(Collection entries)
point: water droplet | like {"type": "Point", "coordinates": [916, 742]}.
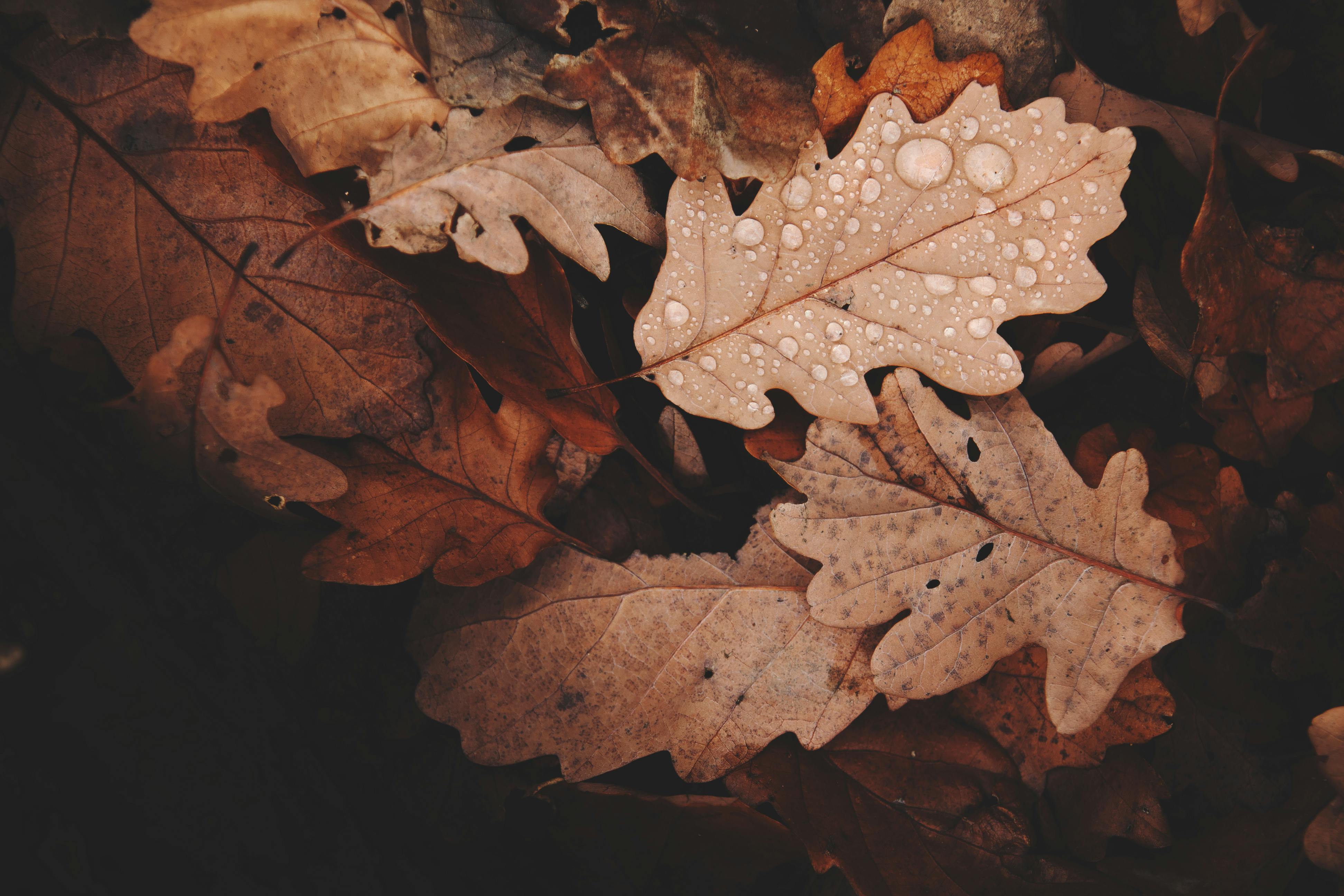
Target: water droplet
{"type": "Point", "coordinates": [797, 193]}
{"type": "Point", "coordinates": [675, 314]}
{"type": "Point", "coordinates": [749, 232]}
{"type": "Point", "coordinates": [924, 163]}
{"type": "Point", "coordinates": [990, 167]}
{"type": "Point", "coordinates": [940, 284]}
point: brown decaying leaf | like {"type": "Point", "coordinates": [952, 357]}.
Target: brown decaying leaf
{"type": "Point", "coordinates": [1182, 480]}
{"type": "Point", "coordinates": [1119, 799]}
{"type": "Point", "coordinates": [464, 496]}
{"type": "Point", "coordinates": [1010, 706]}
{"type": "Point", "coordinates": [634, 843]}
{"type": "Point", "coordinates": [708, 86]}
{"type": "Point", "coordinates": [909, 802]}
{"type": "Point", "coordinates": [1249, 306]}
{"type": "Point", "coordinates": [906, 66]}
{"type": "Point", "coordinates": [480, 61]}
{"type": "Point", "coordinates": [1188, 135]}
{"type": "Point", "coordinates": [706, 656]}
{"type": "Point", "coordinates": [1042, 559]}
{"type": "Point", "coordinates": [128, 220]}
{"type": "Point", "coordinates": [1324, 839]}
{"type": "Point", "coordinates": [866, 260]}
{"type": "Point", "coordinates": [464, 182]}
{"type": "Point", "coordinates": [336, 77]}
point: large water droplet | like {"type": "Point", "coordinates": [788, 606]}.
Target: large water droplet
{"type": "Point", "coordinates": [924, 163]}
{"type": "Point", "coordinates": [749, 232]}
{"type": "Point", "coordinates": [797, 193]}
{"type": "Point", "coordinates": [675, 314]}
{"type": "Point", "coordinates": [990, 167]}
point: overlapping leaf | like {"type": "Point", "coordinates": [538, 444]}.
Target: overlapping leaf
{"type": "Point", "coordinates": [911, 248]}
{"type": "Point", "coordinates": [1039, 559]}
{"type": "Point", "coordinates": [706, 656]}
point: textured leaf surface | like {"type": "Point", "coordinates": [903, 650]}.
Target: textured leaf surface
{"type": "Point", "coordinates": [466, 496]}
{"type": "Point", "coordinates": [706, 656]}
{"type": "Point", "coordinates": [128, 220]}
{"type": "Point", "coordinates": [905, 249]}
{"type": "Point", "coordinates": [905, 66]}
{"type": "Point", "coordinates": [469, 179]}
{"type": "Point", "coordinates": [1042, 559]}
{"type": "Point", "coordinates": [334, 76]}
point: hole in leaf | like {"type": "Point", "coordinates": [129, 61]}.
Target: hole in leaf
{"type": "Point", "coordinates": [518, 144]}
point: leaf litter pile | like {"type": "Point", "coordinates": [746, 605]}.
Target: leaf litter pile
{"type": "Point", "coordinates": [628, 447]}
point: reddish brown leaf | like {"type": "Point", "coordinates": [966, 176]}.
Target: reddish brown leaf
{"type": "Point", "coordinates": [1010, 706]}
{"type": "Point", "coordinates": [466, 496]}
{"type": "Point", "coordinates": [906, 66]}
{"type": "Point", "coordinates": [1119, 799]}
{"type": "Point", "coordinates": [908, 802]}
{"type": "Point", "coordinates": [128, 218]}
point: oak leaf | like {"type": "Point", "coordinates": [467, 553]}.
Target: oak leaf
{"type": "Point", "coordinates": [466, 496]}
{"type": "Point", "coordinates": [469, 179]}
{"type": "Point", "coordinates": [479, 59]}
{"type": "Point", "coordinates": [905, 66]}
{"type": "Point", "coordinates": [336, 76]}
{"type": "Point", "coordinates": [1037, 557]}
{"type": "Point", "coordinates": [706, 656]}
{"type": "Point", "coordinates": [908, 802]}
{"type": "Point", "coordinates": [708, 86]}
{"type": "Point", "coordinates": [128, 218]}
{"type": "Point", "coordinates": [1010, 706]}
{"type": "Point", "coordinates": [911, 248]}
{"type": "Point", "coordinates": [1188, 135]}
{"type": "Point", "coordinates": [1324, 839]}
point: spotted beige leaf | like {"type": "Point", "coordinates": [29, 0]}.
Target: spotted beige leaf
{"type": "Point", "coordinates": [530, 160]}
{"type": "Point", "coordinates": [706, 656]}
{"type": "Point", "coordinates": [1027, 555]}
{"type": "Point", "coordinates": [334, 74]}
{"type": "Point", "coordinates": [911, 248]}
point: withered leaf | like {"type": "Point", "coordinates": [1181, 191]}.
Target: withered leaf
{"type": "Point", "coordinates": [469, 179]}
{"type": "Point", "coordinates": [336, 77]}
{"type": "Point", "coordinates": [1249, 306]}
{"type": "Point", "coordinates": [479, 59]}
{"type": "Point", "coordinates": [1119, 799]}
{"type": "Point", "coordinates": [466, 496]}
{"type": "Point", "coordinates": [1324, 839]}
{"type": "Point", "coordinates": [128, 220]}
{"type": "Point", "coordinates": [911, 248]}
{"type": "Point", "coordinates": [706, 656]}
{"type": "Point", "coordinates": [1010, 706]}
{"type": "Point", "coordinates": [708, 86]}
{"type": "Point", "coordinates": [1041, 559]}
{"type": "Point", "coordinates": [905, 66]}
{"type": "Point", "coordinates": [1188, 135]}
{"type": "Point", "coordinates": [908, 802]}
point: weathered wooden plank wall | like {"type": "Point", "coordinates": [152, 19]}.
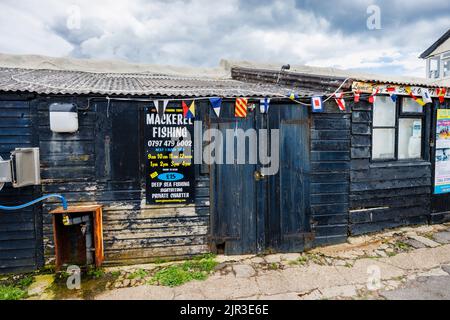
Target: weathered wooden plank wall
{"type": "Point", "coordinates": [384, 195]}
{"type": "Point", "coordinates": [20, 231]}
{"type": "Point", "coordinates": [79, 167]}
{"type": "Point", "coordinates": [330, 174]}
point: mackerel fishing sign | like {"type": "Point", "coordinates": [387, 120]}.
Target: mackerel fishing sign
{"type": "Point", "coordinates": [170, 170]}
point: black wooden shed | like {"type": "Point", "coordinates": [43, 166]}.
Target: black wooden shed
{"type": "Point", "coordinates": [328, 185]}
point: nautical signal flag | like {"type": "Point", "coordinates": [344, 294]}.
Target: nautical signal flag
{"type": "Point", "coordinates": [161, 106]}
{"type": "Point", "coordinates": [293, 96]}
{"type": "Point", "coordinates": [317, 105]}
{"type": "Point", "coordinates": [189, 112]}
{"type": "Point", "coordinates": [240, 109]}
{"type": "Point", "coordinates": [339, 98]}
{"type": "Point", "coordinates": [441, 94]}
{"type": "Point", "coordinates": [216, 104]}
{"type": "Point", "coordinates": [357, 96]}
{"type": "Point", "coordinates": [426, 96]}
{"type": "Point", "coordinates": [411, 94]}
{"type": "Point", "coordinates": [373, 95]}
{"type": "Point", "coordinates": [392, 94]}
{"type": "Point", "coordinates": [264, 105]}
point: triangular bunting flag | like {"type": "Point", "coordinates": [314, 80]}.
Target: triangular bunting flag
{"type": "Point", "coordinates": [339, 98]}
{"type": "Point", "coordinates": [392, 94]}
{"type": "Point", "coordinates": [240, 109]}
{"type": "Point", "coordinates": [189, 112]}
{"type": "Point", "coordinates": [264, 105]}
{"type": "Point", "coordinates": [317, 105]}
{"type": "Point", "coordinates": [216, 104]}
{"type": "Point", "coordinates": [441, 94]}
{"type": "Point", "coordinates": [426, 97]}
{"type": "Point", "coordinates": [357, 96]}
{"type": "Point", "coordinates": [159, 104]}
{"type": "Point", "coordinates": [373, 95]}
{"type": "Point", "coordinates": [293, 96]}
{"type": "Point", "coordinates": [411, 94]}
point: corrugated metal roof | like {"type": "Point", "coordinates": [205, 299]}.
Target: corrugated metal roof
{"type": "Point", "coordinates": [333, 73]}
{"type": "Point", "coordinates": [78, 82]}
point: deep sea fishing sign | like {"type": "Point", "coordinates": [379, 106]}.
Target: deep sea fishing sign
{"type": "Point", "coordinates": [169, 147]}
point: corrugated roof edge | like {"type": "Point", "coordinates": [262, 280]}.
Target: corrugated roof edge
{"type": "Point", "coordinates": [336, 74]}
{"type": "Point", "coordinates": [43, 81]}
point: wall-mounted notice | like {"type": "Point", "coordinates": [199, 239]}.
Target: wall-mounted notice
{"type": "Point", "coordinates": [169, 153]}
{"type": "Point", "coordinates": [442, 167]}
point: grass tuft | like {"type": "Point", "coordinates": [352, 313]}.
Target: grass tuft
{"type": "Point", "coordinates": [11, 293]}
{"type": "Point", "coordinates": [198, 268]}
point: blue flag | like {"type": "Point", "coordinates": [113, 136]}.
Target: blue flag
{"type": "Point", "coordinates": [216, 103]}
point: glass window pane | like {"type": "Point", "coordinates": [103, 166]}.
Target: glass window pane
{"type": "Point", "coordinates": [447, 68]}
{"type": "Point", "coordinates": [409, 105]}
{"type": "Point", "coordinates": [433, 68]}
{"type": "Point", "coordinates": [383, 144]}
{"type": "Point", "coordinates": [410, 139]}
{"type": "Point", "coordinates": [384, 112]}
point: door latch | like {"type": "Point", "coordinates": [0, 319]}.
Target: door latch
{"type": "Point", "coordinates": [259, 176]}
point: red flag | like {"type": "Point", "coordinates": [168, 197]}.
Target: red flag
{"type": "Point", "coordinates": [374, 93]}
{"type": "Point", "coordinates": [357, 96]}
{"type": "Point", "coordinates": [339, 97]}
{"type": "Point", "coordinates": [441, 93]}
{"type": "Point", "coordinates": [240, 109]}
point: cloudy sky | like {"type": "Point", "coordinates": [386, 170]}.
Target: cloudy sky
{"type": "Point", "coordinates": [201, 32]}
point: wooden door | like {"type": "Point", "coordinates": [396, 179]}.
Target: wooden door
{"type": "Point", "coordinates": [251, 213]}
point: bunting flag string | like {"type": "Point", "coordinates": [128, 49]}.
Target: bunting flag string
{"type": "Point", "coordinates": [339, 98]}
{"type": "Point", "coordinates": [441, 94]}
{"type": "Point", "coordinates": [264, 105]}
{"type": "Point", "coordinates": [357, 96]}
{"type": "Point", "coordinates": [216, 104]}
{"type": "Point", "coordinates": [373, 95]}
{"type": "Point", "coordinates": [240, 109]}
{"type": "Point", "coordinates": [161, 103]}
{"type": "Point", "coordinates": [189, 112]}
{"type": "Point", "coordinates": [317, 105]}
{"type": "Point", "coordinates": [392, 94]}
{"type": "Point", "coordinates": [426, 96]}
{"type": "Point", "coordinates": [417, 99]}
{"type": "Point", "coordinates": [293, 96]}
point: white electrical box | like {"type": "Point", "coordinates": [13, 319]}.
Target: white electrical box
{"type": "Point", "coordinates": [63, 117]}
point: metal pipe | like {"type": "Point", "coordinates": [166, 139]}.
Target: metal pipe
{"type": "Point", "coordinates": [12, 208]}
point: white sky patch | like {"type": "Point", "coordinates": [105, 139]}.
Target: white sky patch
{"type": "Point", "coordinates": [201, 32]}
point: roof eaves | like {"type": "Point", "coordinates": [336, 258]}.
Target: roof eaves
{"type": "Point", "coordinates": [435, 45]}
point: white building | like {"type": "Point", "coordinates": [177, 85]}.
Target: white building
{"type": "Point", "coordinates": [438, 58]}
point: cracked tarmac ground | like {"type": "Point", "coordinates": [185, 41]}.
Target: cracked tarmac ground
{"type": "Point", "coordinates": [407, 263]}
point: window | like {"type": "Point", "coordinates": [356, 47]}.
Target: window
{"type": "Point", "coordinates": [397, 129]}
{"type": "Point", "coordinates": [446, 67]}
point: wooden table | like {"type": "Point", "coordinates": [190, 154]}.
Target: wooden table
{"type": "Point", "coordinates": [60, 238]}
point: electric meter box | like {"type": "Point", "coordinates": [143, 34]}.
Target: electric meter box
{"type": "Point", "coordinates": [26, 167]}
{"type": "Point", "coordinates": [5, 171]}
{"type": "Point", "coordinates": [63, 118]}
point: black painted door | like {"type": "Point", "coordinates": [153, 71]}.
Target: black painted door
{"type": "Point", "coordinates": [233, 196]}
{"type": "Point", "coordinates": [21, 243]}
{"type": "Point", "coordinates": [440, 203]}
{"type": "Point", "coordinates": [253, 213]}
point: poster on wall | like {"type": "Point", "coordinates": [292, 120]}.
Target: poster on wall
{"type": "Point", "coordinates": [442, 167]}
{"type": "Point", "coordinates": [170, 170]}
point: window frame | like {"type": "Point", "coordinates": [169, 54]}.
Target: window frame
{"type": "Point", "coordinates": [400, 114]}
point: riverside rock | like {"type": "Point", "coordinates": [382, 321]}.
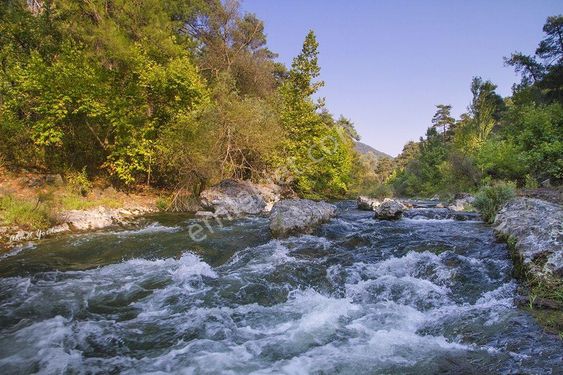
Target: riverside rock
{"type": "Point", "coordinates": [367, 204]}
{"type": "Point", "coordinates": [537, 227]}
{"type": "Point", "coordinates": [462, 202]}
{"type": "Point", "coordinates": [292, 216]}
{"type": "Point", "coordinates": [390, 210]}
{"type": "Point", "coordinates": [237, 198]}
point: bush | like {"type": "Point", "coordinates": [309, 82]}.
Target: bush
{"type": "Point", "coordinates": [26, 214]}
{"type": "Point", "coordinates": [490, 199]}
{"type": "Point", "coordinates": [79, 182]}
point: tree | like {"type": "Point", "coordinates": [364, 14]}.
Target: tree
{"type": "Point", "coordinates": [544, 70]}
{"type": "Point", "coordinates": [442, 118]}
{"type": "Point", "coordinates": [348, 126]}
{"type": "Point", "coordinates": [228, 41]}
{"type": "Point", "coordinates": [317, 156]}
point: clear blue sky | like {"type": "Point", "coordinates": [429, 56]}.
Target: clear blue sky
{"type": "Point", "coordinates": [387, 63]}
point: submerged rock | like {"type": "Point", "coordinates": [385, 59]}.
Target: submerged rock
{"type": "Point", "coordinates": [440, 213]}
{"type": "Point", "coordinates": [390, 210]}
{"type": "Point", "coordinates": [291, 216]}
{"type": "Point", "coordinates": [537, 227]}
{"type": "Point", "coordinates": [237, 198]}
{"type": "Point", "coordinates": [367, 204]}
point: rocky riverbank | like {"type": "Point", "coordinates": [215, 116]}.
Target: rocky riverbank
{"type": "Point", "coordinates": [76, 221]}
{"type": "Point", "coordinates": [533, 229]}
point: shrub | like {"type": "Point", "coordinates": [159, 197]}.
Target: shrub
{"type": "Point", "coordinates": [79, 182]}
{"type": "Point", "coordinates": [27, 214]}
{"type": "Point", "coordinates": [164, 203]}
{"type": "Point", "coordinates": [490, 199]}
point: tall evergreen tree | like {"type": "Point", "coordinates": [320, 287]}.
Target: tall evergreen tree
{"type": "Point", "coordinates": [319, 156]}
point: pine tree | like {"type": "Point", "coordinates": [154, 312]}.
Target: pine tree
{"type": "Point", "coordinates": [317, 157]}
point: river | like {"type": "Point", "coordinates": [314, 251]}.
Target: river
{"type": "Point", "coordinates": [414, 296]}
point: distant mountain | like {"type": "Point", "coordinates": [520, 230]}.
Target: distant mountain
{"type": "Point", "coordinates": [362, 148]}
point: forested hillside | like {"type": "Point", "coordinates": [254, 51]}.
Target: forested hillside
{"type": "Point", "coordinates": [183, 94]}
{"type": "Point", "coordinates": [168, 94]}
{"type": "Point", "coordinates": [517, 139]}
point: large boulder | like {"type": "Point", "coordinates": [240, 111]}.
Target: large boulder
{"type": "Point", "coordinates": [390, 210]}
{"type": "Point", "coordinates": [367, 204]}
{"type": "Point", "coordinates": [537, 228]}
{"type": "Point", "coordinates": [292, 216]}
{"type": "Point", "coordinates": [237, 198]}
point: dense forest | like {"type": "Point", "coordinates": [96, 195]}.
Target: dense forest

**TASK TO COMPLETE**.
Using the entries above, output exactly the lines between the line holding "point: roof eaves" and the line holding "point: riverside rock", end lines included, and nothing more.

**ANSWER SECTION**.
point: roof eaves | like {"type": "Point", "coordinates": [336, 258]}.
Target: roof eaves
{"type": "Point", "coordinates": [435, 45]}
point: white building | like {"type": "Point", "coordinates": [177, 85]}.
Target: white building
{"type": "Point", "coordinates": [438, 58]}
point: cracked tarmac ground | like {"type": "Point", "coordinates": [185, 41]}.
Target: cracked tarmac ground
{"type": "Point", "coordinates": [407, 263]}
point: window | like {"type": "Point", "coordinates": [356, 47]}.
Target: window
{"type": "Point", "coordinates": [397, 129]}
{"type": "Point", "coordinates": [446, 67]}
point: wooden table | like {"type": "Point", "coordinates": [190, 154]}.
Target: wooden table
{"type": "Point", "coordinates": [60, 238]}
point: electric meter box | like {"type": "Point", "coordinates": [143, 34]}.
Target: electric meter box
{"type": "Point", "coordinates": [26, 167]}
{"type": "Point", "coordinates": [5, 171]}
{"type": "Point", "coordinates": [63, 118]}
point: black painted door | like {"type": "Point", "coordinates": [153, 71]}.
Target: black painted door
{"type": "Point", "coordinates": [233, 196]}
{"type": "Point", "coordinates": [21, 243]}
{"type": "Point", "coordinates": [440, 203]}
{"type": "Point", "coordinates": [253, 213]}
point: poster on wall | like {"type": "Point", "coordinates": [292, 120]}.
Target: poster on wall
{"type": "Point", "coordinates": [442, 167]}
{"type": "Point", "coordinates": [170, 170]}
point: window frame | like {"type": "Point", "coordinates": [169, 54]}.
Target: window frame
{"type": "Point", "coordinates": [400, 114]}
point: riverside rock | like {"type": "Point", "coordinates": [382, 321]}.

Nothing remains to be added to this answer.